→ Instructions to follow
Print every one of the records below line for line, with no changes, and leave out the pictures.

══════

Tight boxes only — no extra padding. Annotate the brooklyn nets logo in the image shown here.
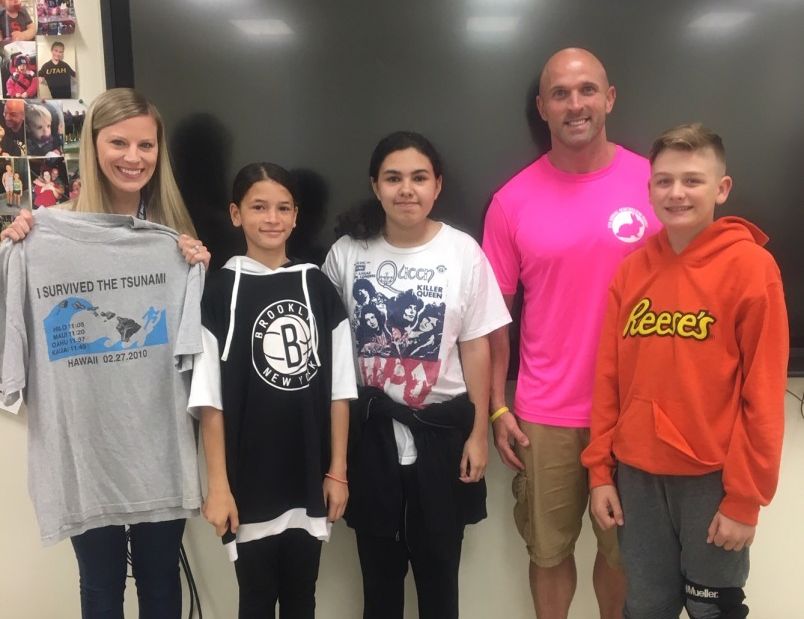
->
[251,300,318,391]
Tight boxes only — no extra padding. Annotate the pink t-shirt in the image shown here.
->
[483,146,660,427]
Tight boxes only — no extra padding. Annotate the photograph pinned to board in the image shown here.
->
[61,99,87,157]
[0,157,31,216]
[0,0,36,45]
[28,157,69,210]
[0,99,27,157]
[0,41,39,99]
[36,37,78,99]
[35,0,76,36]
[25,99,64,157]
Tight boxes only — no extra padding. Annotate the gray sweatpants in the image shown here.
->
[617,463,749,619]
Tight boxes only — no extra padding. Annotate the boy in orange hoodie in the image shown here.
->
[581,124,789,619]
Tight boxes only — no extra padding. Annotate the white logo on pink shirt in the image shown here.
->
[609,206,648,243]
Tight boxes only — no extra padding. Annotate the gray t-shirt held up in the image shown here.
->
[0,209,203,545]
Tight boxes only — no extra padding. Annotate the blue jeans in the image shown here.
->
[71,519,185,619]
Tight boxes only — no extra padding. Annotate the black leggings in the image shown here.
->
[71,519,184,619]
[355,464,463,619]
[235,529,321,619]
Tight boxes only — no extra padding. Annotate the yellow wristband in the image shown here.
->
[489,406,511,423]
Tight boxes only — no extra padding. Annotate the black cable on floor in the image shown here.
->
[126,528,204,619]
[179,544,204,619]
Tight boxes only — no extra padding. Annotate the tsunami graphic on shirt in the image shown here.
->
[352,260,447,407]
[43,297,168,363]
[251,299,318,391]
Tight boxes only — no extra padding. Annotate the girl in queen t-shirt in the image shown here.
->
[324,131,510,619]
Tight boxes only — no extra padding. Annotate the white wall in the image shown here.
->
[0,0,804,619]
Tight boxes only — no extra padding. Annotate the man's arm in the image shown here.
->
[489,294,530,471]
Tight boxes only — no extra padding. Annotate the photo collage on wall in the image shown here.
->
[0,0,81,229]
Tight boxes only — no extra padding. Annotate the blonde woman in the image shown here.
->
[0,88,210,266]
[0,88,209,619]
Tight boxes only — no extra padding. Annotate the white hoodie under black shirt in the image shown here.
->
[190,256,357,560]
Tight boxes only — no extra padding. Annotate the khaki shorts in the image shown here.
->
[513,419,620,567]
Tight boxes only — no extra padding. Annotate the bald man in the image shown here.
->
[483,48,659,619]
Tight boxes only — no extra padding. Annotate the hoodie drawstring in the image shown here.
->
[302,269,321,368]
[221,256,242,361]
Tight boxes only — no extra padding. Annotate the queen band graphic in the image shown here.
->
[352,261,446,408]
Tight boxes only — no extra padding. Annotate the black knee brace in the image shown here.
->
[684,580,748,619]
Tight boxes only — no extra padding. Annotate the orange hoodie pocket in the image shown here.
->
[651,400,718,467]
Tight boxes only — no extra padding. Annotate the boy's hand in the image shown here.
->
[179,234,212,269]
[491,412,530,472]
[201,490,240,537]
[324,477,349,522]
[706,512,757,551]
[590,485,625,531]
[458,431,489,484]
[0,209,33,243]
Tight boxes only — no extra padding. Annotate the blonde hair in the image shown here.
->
[73,88,197,237]
[648,123,726,165]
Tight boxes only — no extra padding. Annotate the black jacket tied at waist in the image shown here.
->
[346,387,486,541]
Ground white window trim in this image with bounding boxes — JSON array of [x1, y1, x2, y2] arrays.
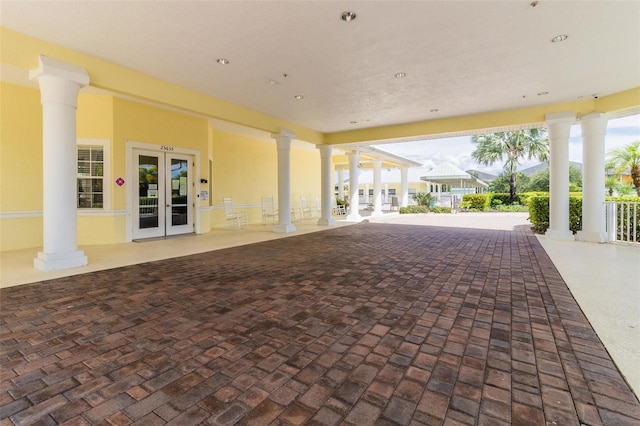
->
[[76, 139, 112, 212]]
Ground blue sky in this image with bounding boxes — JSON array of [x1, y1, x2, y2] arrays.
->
[[379, 115, 640, 174]]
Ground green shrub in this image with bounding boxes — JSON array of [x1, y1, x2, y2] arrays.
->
[[400, 206, 429, 214], [494, 204, 529, 212], [518, 191, 549, 206], [604, 196, 640, 203], [528, 195, 549, 234], [413, 192, 435, 208], [528, 195, 582, 234], [491, 192, 518, 205], [431, 206, 451, 213], [462, 194, 493, 210]]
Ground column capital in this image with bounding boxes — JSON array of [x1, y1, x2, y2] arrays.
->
[[544, 111, 576, 124], [271, 127, 296, 141], [29, 55, 89, 87], [29, 55, 89, 108], [316, 144, 333, 157]]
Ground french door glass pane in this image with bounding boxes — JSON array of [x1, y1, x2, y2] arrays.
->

══════

→ Answer
Tight boxes only — no extra padding. Annotate the brooklyn nets logo in the image shown here.
->
[251,300,318,391]
Tight boxes only — no extra padding. Annotate the pink t-shirt in the image shown here.
->
[483,146,660,427]
Tight boxes only — no extra padding. Annotate the photograph pinned to board in the image shown here.
->
[61,99,87,157]
[0,157,31,216]
[0,0,36,45]
[28,157,69,210]
[0,99,27,157]
[0,41,39,99]
[36,37,78,99]
[35,0,76,36]
[25,99,64,157]
Tight boxes only — no extra padding. Annotate the gray sweatpants in the image shown here.
->
[617,463,749,619]
Tight boxes only — no extra padding. Annotate the boy in orange hoodie in the image shown here.
->
[581,124,789,619]
Tight boxes only — no extra padding. Annotate the white logo on pink shirt in the image shown here.
->
[609,206,648,243]
Tight boxes only — no extra padding. Annotate the gray t-shirt held up in the image shown here.
->
[0,209,203,545]
Tight boxes only — no extra padding. Annotate the blue jeans in the image shown here.
->
[71,519,185,619]
Tight boxes only — no extra padding. Annotate the black leggings in the image shown here.
->
[71,519,184,619]
[355,464,463,619]
[235,529,321,619]
Tight boxes only — no extra padding. Annotate the yellow wristband in the image shown here.
->
[489,406,511,423]
Tight boxes only — no extra padding. Annotate the black cable on floor in the image shown here.
->
[126,528,204,619]
[179,544,204,619]
Tight boxes only — no extra padding. Annotate the tsunami graphic on shirt in the image shown here.
->
[352,260,447,407]
[43,297,168,363]
[251,299,318,391]
Tight boxes only — no extra padding. Annotate the girl in queen t-shirt in the image shown here.
->
[324,131,510,619]
Tight boxes only — no extra padding. Annotate the white wall in the image shown here.
->
[0,0,804,619]
Tight boxes only — no extra padding. Annotate the man's arm in the image shown here.
->
[489,294,530,471]
Tight boxes only — no extra padding. Annotate the photo collage on wall in the image shown here.
->
[0,0,81,229]
Tight boxes only — no extra padding. Annotate the blonde woman in the image shown here.
->
[0,88,210,266]
[0,88,209,619]
Tight boxes only — no extra padding. Annotate the white hoodie under black shirt in the image shown here.
->
[190,256,357,560]
Tight boxes only — no extra padding. Annotate the khaki shorts in the image shown here.
->
[513,419,620,567]
Tight boxes only — no extra padding. Annotate the bald man in the image shown here.
->
[483,48,659,619]
Tight boxes only — no extra padding. Annotate the hoodie drawstring in the image shown here.
->
[302,269,321,368]
[221,256,242,361]
Tight boxes only — no extra padding. Annotate the queen band graphic in the image shown here.
->
[352,261,446,408]
Tight boxes only — no extra padding. Annotate the black knee brace in the image shown here.
->
[684,580,748,619]
Tight boxes only — no extra padding. Annotate the orange hoodie pocket in the image shown here.
->
[651,400,718,467]
Tight boxes only — no extra padding. Annotate the boy's hand in the image shown here.
->
[179,234,212,269]
[491,412,530,472]
[201,490,240,537]
[324,477,349,522]
[706,512,757,551]
[590,485,625,531]
[458,431,489,484]
[0,209,33,243]
Tight boxes only — no extra padding. Annotate the blonde hair in the image shown here.
->
[73,88,197,237]
[648,123,726,165]
Tight boxes only — no extra padding. Annotate the black jacket tied at waist in the image shown here.
->
[346,387,486,541]
Ground white window trim in this image with bounding boxes — JSON array of [x1, y1, x2, y2] arrays.
->
[[76, 139, 112, 212]]
Ground blue sky in this image with bounding boxes — JSON array of [x1, y1, x2, y2] arrays.
->
[[379, 115, 640, 174]]
Ground green shrub in this image with bounding boxes — JSON array of [x1, y1, x2, y2] arrays.
->
[[400, 206, 429, 214], [494, 204, 529, 212], [518, 191, 549, 206], [604, 196, 640, 203], [528, 195, 549, 234], [413, 192, 435, 208], [528, 195, 582, 234], [491, 192, 518, 205], [431, 206, 451, 213], [462, 194, 493, 210]]
Ground column capital in this image with bounding boxes — JSON array of [x1, y1, x2, y2] arrays.
->
[[544, 111, 576, 124], [271, 127, 296, 141], [29, 55, 89, 87], [29, 55, 89, 108], [316, 144, 333, 157]]
Ground french door glass pane in this image with bounding boxes — JSON array of [x1, y1, x2, y2] arrays.
->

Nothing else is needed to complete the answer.